Directives:
a. In the post on racism in Japan:
(i) Which two countries does it name as places where race, language, culture and ethnicity are isomorphic categories?
(ii) By what year will there be more university positions than students to fill them?
(iii) The number of people in the workforce available to support each aged dependent will drop from what number to what number?
b. Write the next part of the post on racism in Japan, picking up after its final sentence.
begin Given text
Thursday, January 11, 2001

Japanese Racism

Not all racisms are alike. Here in Japan racism is of a kinder gentler sort, in keeping with a culture world-renowned for its subtlety. In fact, the local take on racism is that it isn’t even happening at all.

Japan and Korea are unusual places in the world in that race, language, culture and ethnicity are isomorphic categories. That is, the lines around these categories are the same, as opposed to multicultural nations like the U.S. (and most other modern nations) where a citizen can belong to any number of constellations of categories and still be fully American. Or so it seems to the Japanese.

In truth, Japan’s islands are home to thousands born and raised here who speak Japanese but cannot claim Japanese national identity because their parents are from elsewhere. This includes the descendants of Koreans brought here by force, many of whom now have Japanese names, speak only Japanese, but do not have the civic rights of Japanese citizens. When you add to that the refugees that have managed to enter the country, the thousands of workers the country needs to survive, and the thousands of others, like myself, that have made Japan their home, you come to realize Japan, too, is a multicultural nation. But the racists are holding on to the insider/outsider distinction for dear life. And the racists are often the gentlest and kindest of people.

Japan is also a wealthy nation, and like most wealthy nations, its citizens have realized that to take advantage of that wealth you need to not burden yourself with lots of children. People are marrying late so they can get their careers started, women are gradually being freed from banishment to the kitchen, and the birth rate is disastrously low. By 2007, for example, there will be more university positions available than students to fill them, and this means universities will begin to close and standards of admission will fall drastically. The alternative of letting faculty go being, of course, unthinkable. More importantly, the number of persons in the workforce available to support the aged dependent will drop from four to two, and there is no way that is going to work economically.
end Given text
begin Dataset extract
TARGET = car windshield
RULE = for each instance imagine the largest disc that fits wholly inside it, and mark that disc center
end Dataset extract
Exercise results:
a.
(i) Japan and Korea
(ii) 2007
(iii) From four to two

b.
So the situation is desperate. The solution is either to completely gear down the economy so that we survive with a smaller population—a suggestion absolutely nobody takes seriously—or to bring in more immigrants, or to up the birth rate. Of the last two options, everywhere you see people opting for more “Japanese” (i.e., racially Japanese) babies, as in the Japan Times and Sankei Shimbun editorials to which I responded below.

What is stunning is the near total blindness on the part of most people to the fact that this is racism and that racism has sinister implications. They get away with it by arguing the furtherance of Japanese culture, the implication being that you have to be racially Japanese to carry this off. What everybody seems to be missing is the fact that the (so-called racially pure) Japanese themselves are fostering the evolution of their culture, as everybody everywhere always does, and that outsiders who come in to stay tend to get in the swing and help that evolution in much that same way as insiders do. There will always be an England, despite (or possibly because of!) the Caribbeans and Indians who live there, and there will always be a Japan. And there is no stopping the changes.

But for now, they are giving it a hell of a fight.

If any of you would like the original article to which I responded, let me know and I’ll forward it to you. For now, I’ll just include this letter to the editor. They chose not to publish it, by the way, as I anticipated. It’s simply too far out of line by current thinking.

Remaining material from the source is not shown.